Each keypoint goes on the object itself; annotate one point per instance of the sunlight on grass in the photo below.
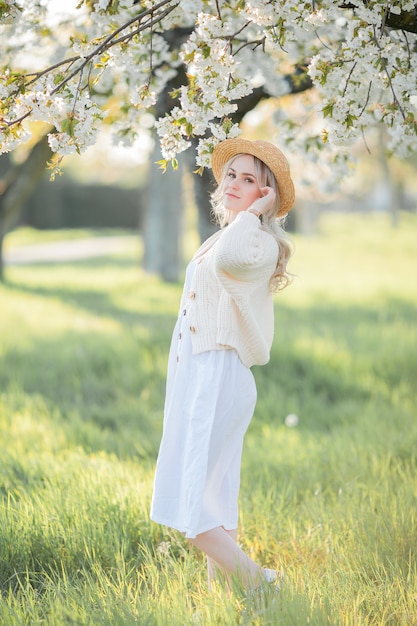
(329, 498)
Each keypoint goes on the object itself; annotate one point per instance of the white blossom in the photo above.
(363, 73)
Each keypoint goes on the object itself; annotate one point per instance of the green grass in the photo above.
(331, 501)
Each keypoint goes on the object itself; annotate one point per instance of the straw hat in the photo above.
(265, 152)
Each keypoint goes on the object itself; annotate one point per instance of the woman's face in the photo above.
(240, 187)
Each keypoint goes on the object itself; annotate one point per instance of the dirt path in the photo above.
(67, 250)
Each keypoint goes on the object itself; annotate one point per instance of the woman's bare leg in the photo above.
(212, 567)
(228, 556)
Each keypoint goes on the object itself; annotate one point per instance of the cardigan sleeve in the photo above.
(245, 251)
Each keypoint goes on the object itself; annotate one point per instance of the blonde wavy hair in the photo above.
(281, 278)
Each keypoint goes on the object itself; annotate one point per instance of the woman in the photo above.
(225, 326)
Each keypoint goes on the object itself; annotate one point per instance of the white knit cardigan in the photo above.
(230, 302)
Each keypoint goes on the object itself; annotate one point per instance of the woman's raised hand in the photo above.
(264, 204)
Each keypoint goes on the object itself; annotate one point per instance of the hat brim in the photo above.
(266, 152)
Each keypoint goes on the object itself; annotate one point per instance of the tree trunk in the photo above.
(17, 186)
(164, 221)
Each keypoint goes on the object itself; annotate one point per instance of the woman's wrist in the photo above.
(257, 213)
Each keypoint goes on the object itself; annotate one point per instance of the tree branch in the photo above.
(406, 20)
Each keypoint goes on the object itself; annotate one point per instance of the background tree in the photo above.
(116, 60)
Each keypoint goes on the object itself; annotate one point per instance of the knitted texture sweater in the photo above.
(230, 302)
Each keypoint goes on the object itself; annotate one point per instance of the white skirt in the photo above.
(210, 399)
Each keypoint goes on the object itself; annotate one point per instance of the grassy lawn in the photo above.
(329, 497)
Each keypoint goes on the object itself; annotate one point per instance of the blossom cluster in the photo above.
(117, 60)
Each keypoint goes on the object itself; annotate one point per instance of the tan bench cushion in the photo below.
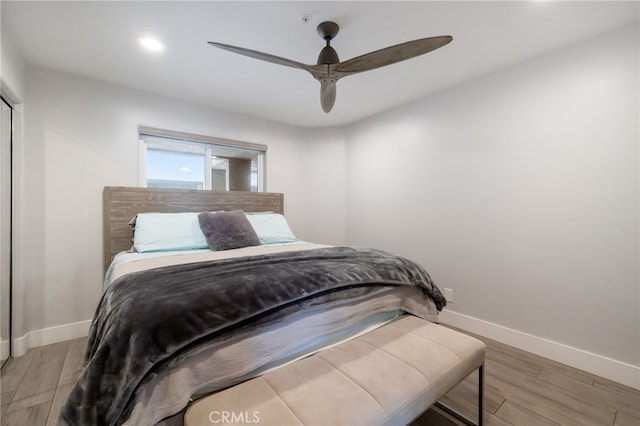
(387, 376)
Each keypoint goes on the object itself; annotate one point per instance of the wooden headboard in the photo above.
(121, 203)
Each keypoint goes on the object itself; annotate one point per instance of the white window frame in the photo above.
(209, 142)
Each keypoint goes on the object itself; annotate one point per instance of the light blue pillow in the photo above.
(271, 228)
(168, 231)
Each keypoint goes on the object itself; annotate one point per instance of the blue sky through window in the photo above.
(175, 166)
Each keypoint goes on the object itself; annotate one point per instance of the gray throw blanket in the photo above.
(147, 317)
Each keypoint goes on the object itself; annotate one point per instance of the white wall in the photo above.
(80, 136)
(519, 191)
(324, 183)
(11, 70)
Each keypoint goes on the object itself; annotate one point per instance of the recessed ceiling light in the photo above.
(151, 43)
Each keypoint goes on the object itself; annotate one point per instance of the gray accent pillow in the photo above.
(227, 230)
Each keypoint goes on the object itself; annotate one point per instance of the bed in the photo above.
(180, 321)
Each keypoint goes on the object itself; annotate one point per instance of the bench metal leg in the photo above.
(463, 418)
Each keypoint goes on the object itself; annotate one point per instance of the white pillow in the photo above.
(271, 228)
(168, 231)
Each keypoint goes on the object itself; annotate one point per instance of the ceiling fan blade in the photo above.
(390, 55)
(327, 94)
(263, 56)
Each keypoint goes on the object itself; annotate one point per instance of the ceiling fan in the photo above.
(328, 69)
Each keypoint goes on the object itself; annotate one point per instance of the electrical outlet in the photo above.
(448, 294)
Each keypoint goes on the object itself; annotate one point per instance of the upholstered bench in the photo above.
(388, 376)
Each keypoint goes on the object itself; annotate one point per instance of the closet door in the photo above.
(5, 232)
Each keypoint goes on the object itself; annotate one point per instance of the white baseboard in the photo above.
(599, 365)
(47, 336)
(4, 349)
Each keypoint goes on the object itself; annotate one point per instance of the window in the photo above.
(181, 160)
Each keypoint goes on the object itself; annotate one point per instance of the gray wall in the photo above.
(519, 191)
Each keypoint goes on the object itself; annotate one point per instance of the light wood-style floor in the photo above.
(521, 389)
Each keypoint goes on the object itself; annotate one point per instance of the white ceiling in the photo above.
(98, 39)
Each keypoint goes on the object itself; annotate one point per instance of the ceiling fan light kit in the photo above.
(328, 69)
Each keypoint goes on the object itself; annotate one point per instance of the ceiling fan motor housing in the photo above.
(328, 55)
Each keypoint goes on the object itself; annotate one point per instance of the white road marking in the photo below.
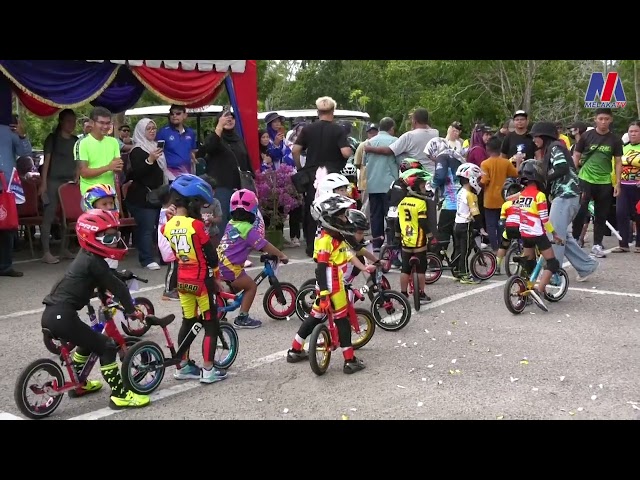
(23, 313)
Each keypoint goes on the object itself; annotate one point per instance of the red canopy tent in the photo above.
(46, 86)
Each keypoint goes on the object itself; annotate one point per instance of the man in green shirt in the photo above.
(592, 157)
(98, 154)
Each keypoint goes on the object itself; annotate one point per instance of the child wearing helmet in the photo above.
(331, 254)
(240, 238)
(190, 242)
(467, 219)
(415, 229)
(509, 219)
(99, 239)
(534, 226)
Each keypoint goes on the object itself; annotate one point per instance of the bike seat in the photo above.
(48, 333)
(160, 322)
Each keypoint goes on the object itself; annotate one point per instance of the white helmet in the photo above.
(471, 172)
(349, 170)
(332, 181)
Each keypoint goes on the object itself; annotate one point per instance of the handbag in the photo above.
(8, 207)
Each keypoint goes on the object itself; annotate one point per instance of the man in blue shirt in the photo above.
(180, 143)
(13, 144)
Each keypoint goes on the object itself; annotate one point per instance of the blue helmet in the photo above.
(192, 186)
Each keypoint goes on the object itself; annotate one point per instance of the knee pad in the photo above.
(553, 265)
(110, 352)
(344, 332)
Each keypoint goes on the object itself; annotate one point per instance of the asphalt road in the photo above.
(464, 356)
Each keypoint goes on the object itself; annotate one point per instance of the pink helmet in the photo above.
(244, 199)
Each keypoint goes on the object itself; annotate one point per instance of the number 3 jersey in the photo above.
(188, 237)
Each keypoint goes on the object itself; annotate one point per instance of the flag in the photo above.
(15, 186)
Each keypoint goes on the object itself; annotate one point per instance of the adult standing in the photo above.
(412, 144)
(592, 156)
(564, 188)
(145, 175)
(381, 171)
(13, 144)
(226, 155)
(629, 190)
(180, 144)
(327, 146)
(59, 168)
(519, 142)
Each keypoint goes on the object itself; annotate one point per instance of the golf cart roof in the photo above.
(163, 111)
(313, 114)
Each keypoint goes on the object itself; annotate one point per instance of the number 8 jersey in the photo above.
(187, 236)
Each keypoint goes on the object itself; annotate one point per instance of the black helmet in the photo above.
(531, 171)
(511, 187)
(544, 129)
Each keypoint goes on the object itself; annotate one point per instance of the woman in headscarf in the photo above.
(146, 174)
(226, 156)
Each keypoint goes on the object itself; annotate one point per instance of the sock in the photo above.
(112, 376)
(298, 343)
(347, 353)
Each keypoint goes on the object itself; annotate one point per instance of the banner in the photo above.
(15, 187)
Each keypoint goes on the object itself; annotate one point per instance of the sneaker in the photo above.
(295, 357)
(131, 400)
(468, 280)
(190, 371)
(586, 277)
(245, 321)
(353, 366)
(598, 252)
(172, 295)
(212, 376)
(91, 386)
(537, 299)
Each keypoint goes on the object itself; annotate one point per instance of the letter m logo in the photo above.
(605, 90)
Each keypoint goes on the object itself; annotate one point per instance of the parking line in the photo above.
(23, 313)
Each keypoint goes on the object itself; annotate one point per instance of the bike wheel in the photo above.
(304, 301)
(434, 269)
(416, 288)
(137, 328)
(227, 346)
(483, 264)
(271, 301)
(367, 325)
(387, 315)
(143, 367)
(510, 267)
(558, 287)
(23, 387)
(514, 297)
(320, 349)
(386, 255)
(129, 342)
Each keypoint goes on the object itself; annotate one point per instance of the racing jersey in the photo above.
(630, 165)
(336, 254)
(534, 213)
(412, 217)
(188, 237)
(510, 214)
(237, 242)
(466, 206)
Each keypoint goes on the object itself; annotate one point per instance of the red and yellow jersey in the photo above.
(336, 254)
(510, 214)
(534, 213)
(187, 236)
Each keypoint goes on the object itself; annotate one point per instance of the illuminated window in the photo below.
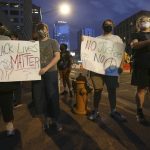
(14, 5)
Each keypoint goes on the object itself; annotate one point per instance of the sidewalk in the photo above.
(79, 133)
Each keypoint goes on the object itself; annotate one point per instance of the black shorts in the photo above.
(141, 77)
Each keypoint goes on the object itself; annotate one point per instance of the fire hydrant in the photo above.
(81, 95)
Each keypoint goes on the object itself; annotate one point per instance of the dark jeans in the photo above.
(6, 105)
(46, 95)
(17, 93)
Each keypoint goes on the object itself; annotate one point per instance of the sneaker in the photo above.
(64, 93)
(140, 117)
(93, 116)
(10, 132)
(116, 115)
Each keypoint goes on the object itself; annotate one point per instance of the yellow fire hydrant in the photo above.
(81, 96)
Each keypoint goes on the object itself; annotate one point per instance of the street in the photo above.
(79, 133)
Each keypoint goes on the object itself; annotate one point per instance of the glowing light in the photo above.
(64, 9)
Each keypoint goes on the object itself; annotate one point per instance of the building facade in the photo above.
(62, 33)
(128, 26)
(19, 16)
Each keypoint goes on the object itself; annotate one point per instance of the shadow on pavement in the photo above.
(110, 132)
(139, 144)
(11, 142)
(72, 137)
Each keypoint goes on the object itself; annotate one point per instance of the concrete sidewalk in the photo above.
(79, 133)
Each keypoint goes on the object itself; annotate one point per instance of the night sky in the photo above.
(90, 13)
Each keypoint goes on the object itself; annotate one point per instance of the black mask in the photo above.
(107, 28)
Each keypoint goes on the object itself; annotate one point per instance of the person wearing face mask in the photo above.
(140, 45)
(45, 91)
(111, 82)
(64, 66)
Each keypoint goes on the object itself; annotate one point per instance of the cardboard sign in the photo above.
(19, 61)
(101, 56)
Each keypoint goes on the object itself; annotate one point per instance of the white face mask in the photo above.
(145, 25)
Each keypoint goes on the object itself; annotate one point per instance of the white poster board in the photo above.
(19, 61)
(101, 56)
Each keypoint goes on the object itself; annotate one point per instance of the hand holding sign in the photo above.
(101, 56)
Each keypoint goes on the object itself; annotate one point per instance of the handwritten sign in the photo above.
(101, 56)
(19, 61)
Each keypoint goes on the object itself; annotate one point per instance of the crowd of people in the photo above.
(56, 60)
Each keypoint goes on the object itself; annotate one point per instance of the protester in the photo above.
(6, 97)
(17, 91)
(46, 94)
(111, 82)
(64, 66)
(141, 63)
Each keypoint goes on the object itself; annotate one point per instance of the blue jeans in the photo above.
(46, 95)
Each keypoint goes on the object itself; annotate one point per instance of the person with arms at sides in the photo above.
(64, 66)
(140, 45)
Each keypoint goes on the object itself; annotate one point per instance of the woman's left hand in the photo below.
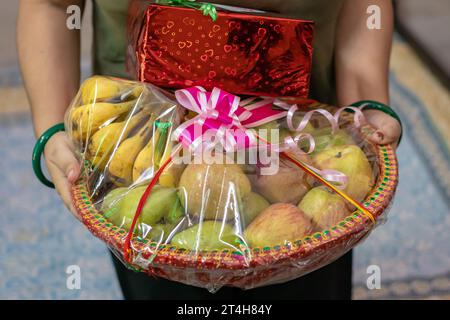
(388, 129)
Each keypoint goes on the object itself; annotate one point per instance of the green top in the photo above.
(110, 38)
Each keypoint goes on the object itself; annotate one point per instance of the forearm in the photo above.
(362, 55)
(49, 55)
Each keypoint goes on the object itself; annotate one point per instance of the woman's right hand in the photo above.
(63, 167)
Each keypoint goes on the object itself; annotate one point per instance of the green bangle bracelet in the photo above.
(39, 149)
(375, 105)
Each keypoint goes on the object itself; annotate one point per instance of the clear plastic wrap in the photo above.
(294, 188)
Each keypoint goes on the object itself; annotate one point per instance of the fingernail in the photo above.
(380, 135)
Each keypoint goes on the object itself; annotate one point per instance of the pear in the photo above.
(267, 134)
(208, 235)
(325, 139)
(288, 185)
(323, 207)
(252, 204)
(111, 200)
(278, 224)
(350, 160)
(213, 191)
(160, 232)
(159, 203)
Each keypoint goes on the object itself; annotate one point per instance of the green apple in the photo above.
(213, 191)
(350, 160)
(208, 235)
(252, 205)
(288, 184)
(269, 126)
(279, 224)
(323, 207)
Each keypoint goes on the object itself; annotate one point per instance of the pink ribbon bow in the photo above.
(222, 118)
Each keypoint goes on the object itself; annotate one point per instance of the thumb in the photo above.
(65, 160)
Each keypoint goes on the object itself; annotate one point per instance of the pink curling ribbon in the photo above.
(221, 116)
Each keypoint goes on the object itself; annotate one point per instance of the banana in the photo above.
(147, 161)
(98, 88)
(102, 143)
(87, 119)
(121, 164)
(153, 156)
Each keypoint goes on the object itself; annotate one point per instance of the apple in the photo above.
(350, 160)
(207, 235)
(288, 185)
(252, 205)
(160, 203)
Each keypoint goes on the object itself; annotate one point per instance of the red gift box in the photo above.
(243, 53)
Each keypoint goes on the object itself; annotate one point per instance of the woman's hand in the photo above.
(63, 167)
(388, 129)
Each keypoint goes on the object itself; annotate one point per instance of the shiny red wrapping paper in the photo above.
(243, 53)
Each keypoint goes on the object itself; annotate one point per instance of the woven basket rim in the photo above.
(355, 224)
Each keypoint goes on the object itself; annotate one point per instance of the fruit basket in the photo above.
(212, 243)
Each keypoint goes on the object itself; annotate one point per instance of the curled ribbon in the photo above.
(231, 121)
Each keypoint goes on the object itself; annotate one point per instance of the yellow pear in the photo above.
(350, 160)
(324, 208)
(213, 191)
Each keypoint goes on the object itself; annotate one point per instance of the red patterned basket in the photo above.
(266, 265)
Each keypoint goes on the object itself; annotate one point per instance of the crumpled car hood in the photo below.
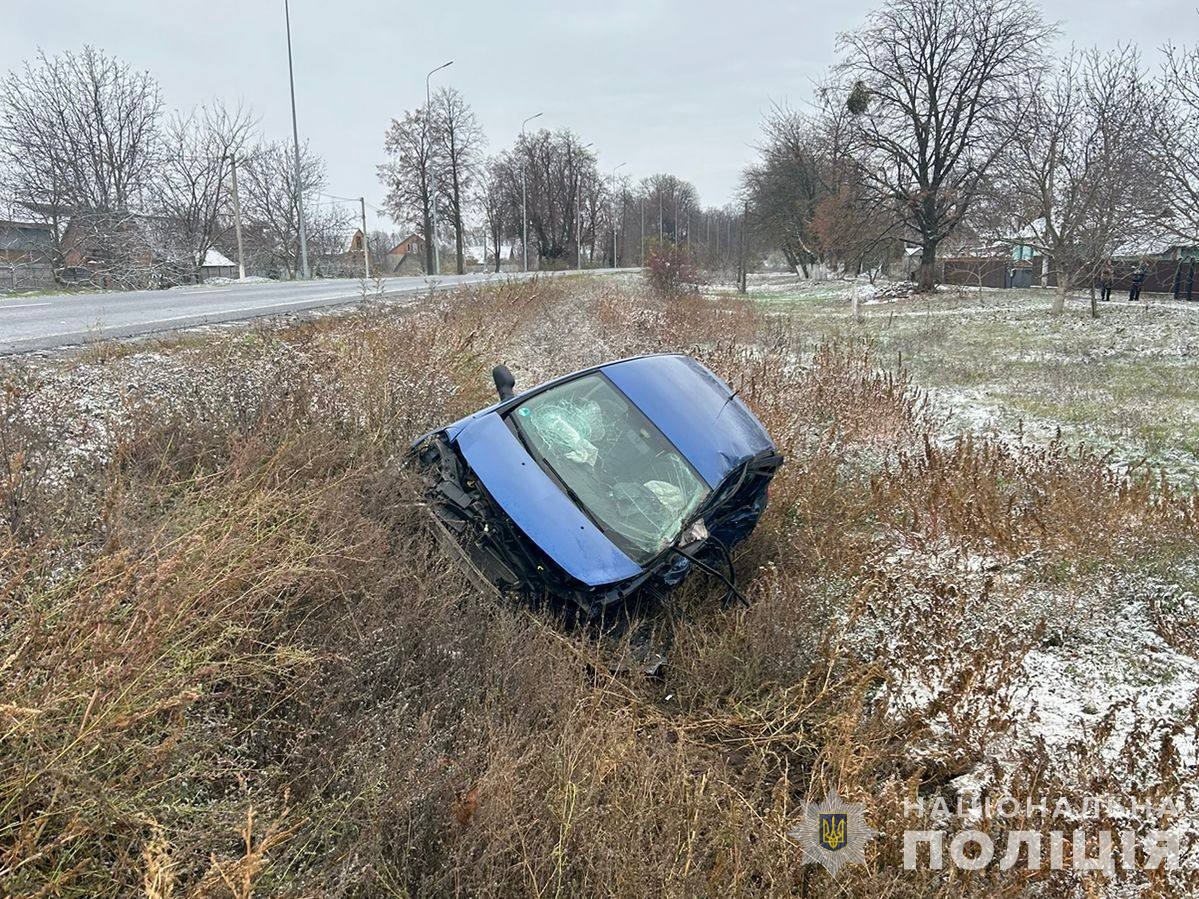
(690, 405)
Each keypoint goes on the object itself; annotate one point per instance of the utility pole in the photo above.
(295, 137)
(614, 212)
(578, 216)
(433, 172)
(524, 195)
(366, 252)
(236, 219)
(741, 251)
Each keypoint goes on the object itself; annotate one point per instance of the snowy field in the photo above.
(921, 543)
(998, 363)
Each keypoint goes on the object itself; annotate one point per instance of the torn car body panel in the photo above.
(597, 484)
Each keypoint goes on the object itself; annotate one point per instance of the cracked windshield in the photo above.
(621, 469)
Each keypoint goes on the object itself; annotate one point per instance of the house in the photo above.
(407, 257)
(26, 255)
(22, 242)
(217, 265)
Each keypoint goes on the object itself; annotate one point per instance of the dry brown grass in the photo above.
(234, 661)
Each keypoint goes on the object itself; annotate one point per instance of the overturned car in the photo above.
(602, 486)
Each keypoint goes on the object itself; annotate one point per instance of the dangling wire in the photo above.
(717, 573)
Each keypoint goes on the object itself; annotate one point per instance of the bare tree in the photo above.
(785, 186)
(193, 174)
(667, 199)
(408, 175)
(494, 206)
(558, 169)
(934, 84)
(1079, 167)
(78, 134)
(1176, 132)
(458, 142)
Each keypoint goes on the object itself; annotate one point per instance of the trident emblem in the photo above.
(832, 830)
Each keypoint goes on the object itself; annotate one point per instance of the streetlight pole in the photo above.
(433, 175)
(236, 218)
(366, 252)
(614, 212)
(578, 215)
(295, 137)
(524, 194)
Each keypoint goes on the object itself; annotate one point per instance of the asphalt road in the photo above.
(43, 323)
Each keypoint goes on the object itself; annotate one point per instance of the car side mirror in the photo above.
(504, 381)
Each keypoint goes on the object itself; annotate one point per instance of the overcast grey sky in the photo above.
(664, 86)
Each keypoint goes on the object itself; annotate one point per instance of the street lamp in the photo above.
(295, 136)
(614, 212)
(578, 216)
(433, 174)
(524, 194)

*To be done*:
Give the lines exactly as they stand, from the line with "brown grass in the photo above." through the end of the material.

*Solution for this problem*:
Each keypoint goes on the object itself; annotate one point per instance of the dry brown grass in the photo above.
(234, 661)
Each keypoint goes on the object itself; annotate one point per instance of the overturned car in the photo above.
(602, 486)
Each keypoint goes on the object itself; annotate one point per instance of the dangling wire in the photo above.
(717, 573)
Each keypoint goes on the object itself; annotate one point per instance of the bare tree in the photo above.
(785, 186)
(193, 174)
(667, 199)
(408, 175)
(494, 206)
(558, 169)
(934, 84)
(1079, 167)
(78, 134)
(1176, 132)
(458, 142)
Each keypoint goes on the object itself; annotate one point per instance of the trident emblem in the photo above.
(832, 830)
Each keypoint goes on the object itself; annotate one point per instance of the streetlight pole in the photo above.
(433, 175)
(236, 218)
(366, 252)
(614, 212)
(578, 215)
(295, 137)
(524, 194)
Each keypoint goes on the object itself; annotate one point per instance of the asphalt road in the photo above.
(43, 323)
Each keypoint goes on the object itself; annotate one point per instance of the car side mirror in the photo above.
(504, 381)
Each keypoint goes on the object itself; annotate one point per instance of the overcast grey sky in the photo above.
(664, 86)
Each keypoint goes on the object itself; annotate one point per instance of the street lamp in the photo above.
(295, 136)
(614, 212)
(578, 216)
(433, 174)
(524, 194)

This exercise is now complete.